MATERIAL EXTRAÍDO
++++++++++

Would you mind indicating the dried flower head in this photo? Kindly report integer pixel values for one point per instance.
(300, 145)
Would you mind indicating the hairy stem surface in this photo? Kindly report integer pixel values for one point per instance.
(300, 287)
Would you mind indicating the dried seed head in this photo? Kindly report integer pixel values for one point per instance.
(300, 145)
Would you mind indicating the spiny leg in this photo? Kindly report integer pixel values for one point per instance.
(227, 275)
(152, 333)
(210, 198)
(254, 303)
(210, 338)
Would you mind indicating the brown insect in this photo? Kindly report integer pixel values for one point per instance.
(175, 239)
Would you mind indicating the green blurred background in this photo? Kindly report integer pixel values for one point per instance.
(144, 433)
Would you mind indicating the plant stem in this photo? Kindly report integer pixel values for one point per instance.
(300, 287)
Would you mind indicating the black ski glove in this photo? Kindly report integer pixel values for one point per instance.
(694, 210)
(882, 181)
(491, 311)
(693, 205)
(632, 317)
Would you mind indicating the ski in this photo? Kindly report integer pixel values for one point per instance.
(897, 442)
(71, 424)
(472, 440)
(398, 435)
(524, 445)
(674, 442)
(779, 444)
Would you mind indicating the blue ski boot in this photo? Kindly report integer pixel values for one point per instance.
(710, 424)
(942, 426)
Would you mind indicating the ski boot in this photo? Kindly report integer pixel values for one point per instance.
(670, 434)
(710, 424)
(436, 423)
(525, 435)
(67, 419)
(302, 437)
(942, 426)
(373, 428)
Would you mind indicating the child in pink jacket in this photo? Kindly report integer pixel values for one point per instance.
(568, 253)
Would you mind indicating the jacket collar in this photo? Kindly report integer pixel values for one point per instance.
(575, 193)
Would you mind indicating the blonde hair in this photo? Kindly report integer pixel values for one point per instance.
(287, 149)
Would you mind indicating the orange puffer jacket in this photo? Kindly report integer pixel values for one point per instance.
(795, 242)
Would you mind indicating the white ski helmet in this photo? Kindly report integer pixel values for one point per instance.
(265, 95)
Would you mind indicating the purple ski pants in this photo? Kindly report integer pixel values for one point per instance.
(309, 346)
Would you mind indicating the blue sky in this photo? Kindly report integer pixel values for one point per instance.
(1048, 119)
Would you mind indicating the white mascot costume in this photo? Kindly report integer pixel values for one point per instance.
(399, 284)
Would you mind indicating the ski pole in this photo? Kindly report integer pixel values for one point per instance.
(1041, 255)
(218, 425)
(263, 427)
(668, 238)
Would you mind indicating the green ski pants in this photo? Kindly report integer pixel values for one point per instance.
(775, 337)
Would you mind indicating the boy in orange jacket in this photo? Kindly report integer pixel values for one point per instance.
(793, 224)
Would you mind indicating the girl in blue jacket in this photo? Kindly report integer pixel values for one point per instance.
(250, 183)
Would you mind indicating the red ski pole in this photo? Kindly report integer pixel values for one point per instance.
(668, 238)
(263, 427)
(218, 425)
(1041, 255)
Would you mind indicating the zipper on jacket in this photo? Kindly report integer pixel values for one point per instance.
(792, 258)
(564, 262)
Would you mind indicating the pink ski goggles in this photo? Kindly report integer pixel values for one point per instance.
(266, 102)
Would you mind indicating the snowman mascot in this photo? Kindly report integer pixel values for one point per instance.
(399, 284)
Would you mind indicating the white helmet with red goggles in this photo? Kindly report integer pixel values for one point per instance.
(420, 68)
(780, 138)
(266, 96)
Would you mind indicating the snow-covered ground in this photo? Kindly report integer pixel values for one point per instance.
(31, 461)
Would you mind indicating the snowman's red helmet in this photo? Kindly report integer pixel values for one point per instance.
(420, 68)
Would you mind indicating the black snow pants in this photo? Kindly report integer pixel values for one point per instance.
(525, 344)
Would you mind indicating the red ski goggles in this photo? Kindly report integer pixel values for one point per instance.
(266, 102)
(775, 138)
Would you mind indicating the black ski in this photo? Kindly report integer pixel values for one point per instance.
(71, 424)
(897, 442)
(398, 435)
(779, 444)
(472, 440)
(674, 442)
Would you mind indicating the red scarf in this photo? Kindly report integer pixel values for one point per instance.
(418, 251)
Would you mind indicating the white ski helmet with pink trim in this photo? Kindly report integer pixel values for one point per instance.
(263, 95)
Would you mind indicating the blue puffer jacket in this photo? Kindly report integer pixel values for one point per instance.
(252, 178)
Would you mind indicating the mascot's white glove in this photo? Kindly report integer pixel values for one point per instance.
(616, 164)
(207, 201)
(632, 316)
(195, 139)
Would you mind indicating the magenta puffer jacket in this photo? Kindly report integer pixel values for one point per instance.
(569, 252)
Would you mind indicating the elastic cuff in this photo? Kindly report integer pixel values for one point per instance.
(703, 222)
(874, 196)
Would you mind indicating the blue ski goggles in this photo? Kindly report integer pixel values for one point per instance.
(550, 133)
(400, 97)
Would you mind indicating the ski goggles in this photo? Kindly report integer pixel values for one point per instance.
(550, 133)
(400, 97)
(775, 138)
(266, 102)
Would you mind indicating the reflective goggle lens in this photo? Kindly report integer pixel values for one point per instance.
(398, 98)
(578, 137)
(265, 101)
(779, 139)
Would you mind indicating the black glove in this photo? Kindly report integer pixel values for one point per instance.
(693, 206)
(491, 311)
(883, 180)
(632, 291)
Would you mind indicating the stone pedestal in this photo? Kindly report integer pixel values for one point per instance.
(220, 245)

++++++++++

REQUISITOS
Escala las coordenadas de las respuestas desde la línea que contiene "Would you mind indicating the reflective" hasta el final de los ítems, ambos extremos incluidos: multiplica cada número por 1,85 y redondea al entero más próximo, con las mitades hacia arriba. Reproduce todas esas líneas, incluidas las que no llevan coordenadas, con los valores ya escalados.

SOLUCIÓN
Would you mind indicating the reflective goggle lens in this photo? Kindly report integer pixel values for one point per instance.
(736, 181)
(1069, 253)
(490, 187)
(1441, 257)
Would you mind indicating the black glove in this photo? Kindly report integer pixel values for one point per instance.
(1282, 381)
(908, 575)
(1634, 333)
(1169, 538)
Would you mind indicating the stone pedestal in this photo? Kindly report integer pixel values for one point per instance.
(407, 453)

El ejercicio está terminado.